- TASK TO CARRY OUT
Copy the lines of the data below word for word, starting with the line that contains "Record the location of each instance of the courtside" and continuing through the final line.

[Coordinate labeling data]
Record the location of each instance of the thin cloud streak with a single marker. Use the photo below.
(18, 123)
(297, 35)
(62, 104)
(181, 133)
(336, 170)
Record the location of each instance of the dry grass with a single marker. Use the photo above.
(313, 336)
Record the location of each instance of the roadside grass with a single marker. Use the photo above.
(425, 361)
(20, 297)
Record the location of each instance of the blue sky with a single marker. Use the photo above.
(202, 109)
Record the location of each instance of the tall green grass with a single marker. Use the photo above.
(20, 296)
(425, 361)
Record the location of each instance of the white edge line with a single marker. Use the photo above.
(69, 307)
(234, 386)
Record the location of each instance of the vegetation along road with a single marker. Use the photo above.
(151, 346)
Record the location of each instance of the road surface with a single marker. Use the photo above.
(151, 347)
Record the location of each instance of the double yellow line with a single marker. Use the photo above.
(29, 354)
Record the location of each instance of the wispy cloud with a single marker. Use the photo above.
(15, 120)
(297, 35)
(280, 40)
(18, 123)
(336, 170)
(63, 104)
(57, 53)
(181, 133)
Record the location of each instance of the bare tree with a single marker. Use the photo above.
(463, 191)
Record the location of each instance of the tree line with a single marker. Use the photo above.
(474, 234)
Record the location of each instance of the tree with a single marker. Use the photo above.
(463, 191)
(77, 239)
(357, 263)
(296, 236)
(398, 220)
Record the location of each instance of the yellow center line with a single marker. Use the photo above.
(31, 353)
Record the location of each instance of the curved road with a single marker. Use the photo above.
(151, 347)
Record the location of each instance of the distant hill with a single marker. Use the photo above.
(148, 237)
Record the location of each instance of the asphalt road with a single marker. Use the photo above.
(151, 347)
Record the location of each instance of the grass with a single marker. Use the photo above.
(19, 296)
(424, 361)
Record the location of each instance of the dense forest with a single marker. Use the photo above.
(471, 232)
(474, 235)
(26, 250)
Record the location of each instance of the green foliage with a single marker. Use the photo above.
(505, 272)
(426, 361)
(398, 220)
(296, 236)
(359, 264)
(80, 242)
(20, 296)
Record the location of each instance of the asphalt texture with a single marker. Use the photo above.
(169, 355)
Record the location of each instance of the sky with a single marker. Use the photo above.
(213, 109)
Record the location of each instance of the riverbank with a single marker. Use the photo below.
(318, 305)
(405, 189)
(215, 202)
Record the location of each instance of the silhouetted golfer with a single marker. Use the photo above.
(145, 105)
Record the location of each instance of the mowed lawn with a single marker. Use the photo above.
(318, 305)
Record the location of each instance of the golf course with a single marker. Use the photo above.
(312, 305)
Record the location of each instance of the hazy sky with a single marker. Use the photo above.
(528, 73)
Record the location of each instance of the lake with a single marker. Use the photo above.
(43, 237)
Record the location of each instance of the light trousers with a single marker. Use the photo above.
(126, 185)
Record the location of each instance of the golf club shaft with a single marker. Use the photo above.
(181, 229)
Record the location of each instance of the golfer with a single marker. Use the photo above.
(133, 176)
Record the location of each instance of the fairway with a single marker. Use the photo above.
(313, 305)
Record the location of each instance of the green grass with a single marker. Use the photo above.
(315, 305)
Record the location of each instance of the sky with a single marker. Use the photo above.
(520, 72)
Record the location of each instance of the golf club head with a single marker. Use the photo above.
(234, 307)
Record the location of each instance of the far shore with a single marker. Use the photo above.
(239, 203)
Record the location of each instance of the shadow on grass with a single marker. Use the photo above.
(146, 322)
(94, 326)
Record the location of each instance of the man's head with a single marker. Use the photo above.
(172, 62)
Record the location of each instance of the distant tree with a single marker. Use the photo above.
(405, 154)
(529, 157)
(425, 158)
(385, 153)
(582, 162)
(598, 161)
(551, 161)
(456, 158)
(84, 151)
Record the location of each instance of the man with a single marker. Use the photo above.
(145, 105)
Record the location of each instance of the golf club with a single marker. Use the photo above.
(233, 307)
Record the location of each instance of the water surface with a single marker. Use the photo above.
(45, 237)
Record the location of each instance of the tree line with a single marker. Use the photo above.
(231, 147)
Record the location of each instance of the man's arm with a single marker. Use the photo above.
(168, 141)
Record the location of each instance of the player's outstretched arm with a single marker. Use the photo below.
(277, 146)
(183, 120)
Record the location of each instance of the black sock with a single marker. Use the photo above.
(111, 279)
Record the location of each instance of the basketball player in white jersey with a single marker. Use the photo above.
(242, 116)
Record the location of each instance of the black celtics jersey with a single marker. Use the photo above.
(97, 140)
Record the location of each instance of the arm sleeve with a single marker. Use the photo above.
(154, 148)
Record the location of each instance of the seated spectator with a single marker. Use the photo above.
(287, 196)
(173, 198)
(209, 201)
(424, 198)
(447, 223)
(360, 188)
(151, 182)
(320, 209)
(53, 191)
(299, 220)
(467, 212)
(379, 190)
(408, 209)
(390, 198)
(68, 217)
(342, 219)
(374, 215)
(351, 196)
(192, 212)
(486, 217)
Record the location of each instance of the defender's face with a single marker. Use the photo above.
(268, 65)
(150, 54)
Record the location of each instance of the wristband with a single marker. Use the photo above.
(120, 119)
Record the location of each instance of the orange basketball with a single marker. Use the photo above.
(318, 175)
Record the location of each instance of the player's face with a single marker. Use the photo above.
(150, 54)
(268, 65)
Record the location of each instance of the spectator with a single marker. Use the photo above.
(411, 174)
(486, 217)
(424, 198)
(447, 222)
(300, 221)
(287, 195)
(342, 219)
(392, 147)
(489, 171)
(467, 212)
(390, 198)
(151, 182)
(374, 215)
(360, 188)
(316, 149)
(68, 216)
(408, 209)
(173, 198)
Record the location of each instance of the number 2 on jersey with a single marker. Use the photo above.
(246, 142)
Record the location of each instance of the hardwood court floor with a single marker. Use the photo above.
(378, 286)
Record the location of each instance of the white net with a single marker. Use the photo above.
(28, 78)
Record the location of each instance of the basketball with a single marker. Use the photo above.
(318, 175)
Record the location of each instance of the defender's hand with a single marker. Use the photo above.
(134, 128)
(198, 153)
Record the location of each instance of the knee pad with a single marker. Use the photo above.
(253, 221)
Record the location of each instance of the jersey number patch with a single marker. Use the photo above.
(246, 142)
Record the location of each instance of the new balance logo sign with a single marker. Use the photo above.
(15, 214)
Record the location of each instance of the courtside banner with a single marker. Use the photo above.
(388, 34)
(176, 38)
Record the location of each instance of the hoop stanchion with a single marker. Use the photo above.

- SOLUTION FOR THIS PROBLEM
Record the location of each instance of the courtside banner with a single marker. Use the photo above.
(388, 34)
(176, 38)
Record the location of each instance of the hoop stanchion with a single marker. Use the photo above.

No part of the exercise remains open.